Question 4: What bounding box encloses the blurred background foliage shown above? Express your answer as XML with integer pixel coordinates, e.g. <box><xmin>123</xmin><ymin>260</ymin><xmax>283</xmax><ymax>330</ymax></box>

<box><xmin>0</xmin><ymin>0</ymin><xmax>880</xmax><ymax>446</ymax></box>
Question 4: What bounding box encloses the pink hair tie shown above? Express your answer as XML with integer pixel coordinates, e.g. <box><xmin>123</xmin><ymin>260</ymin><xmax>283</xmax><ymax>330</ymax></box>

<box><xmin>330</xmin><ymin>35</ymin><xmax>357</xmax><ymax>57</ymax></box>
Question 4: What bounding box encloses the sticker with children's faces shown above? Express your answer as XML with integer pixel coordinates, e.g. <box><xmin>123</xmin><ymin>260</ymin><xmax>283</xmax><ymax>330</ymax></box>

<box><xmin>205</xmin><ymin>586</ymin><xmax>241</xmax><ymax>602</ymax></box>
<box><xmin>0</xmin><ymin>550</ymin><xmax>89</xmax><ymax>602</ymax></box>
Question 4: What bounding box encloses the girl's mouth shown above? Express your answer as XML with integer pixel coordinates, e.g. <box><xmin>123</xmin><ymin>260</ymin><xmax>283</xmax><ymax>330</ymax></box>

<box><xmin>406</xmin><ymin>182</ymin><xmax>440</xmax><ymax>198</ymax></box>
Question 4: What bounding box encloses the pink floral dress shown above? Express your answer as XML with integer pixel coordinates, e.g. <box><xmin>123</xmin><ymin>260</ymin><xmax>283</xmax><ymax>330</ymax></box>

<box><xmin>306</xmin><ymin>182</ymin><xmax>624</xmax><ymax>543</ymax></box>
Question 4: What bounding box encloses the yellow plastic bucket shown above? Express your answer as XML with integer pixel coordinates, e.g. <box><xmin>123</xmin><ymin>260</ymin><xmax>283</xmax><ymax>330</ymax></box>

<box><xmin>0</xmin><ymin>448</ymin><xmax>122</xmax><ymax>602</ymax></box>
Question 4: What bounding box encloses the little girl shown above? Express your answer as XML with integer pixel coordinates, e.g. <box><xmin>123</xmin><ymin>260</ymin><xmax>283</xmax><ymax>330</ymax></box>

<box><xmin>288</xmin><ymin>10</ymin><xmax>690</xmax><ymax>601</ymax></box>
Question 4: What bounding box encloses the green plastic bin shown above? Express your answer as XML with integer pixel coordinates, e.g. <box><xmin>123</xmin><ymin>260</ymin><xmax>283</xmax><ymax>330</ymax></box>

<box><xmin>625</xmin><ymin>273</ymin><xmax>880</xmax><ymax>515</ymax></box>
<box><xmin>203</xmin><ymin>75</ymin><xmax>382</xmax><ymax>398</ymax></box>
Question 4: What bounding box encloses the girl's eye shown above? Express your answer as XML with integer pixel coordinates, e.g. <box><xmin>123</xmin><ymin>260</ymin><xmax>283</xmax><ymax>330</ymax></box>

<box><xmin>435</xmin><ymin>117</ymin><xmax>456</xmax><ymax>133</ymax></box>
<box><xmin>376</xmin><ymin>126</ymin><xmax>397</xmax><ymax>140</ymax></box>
::::
- **TO DO**:
Can you repeat the entries above with "encloses" changed to "surrounds" throughout, leaving everything else untouched?

- **WRITTEN REPLY**:
Question 4: What bounding box surrounds the blurred background foliage shown above? Express your answer as XML with integer pixel coordinates, e.g. <box><xmin>123</xmin><ymin>260</ymin><xmax>283</xmax><ymax>330</ymax></box>

<box><xmin>0</xmin><ymin>0</ymin><xmax>880</xmax><ymax>446</ymax></box>
Question 4: What bounding box surrounds the pink hair tie shown above? Express your answer as XML with integer pixel coordinates, e.g. <box><xmin>123</xmin><ymin>260</ymin><xmax>283</xmax><ymax>330</ymax></box>

<box><xmin>330</xmin><ymin>35</ymin><xmax>357</xmax><ymax>57</ymax></box>
Question 4: What bounding box surrounds the sticker with children's faces shown above? Express your answer as XML with integer pixel coordinates, e.g. <box><xmin>123</xmin><ymin>260</ymin><xmax>283</xmax><ymax>330</ymax></box>

<box><xmin>205</xmin><ymin>586</ymin><xmax>241</xmax><ymax>602</ymax></box>
<box><xmin>0</xmin><ymin>550</ymin><xmax>89</xmax><ymax>602</ymax></box>
Question 4: What bounding box surrounds the girl's mouth shown above? Express your answer as XML with integer pixel coordinates, e.g. <box><xmin>123</xmin><ymin>260</ymin><xmax>283</xmax><ymax>330</ymax></box>

<box><xmin>406</xmin><ymin>182</ymin><xmax>440</xmax><ymax>198</ymax></box>
Question 4: What bounding box surrounds the pink floral dress shown above? Express your answer as XML with integer pixel coordinates, e.g. <box><xmin>123</xmin><ymin>260</ymin><xmax>283</xmax><ymax>330</ymax></box>

<box><xmin>306</xmin><ymin>182</ymin><xmax>624</xmax><ymax>543</ymax></box>
Question 4: What bounding box surrounds the yellow plastic bucket shown above? Express your answer as XML with integer pixel coordinates, e.g. <box><xmin>123</xmin><ymin>260</ymin><xmax>283</xmax><ymax>330</ymax></box>

<box><xmin>0</xmin><ymin>448</ymin><xmax>122</xmax><ymax>602</ymax></box>
Question 4: What bounding box surrounds the little girl shown above? Express your answer as XML with integer pixel coordinates, e.g. <box><xmin>123</xmin><ymin>260</ymin><xmax>283</xmax><ymax>330</ymax></box>

<box><xmin>288</xmin><ymin>10</ymin><xmax>690</xmax><ymax>601</ymax></box>
Question 4: What bounding box surrounds the green plastic bin shown above? Express your answer as XML with integer pixel coordinates, e.g. <box><xmin>123</xmin><ymin>260</ymin><xmax>283</xmax><ymax>330</ymax></box>

<box><xmin>625</xmin><ymin>273</ymin><xmax>880</xmax><ymax>515</ymax></box>
<box><xmin>203</xmin><ymin>75</ymin><xmax>382</xmax><ymax>398</ymax></box>
Question 4: What bounding box surrounds the girl's eye shown above? Express your answer as XML with integer pixel coordinates, e.g. <box><xmin>123</xmin><ymin>260</ymin><xmax>283</xmax><ymax>330</ymax></box>

<box><xmin>435</xmin><ymin>117</ymin><xmax>456</xmax><ymax>133</ymax></box>
<box><xmin>376</xmin><ymin>126</ymin><xmax>397</xmax><ymax>140</ymax></box>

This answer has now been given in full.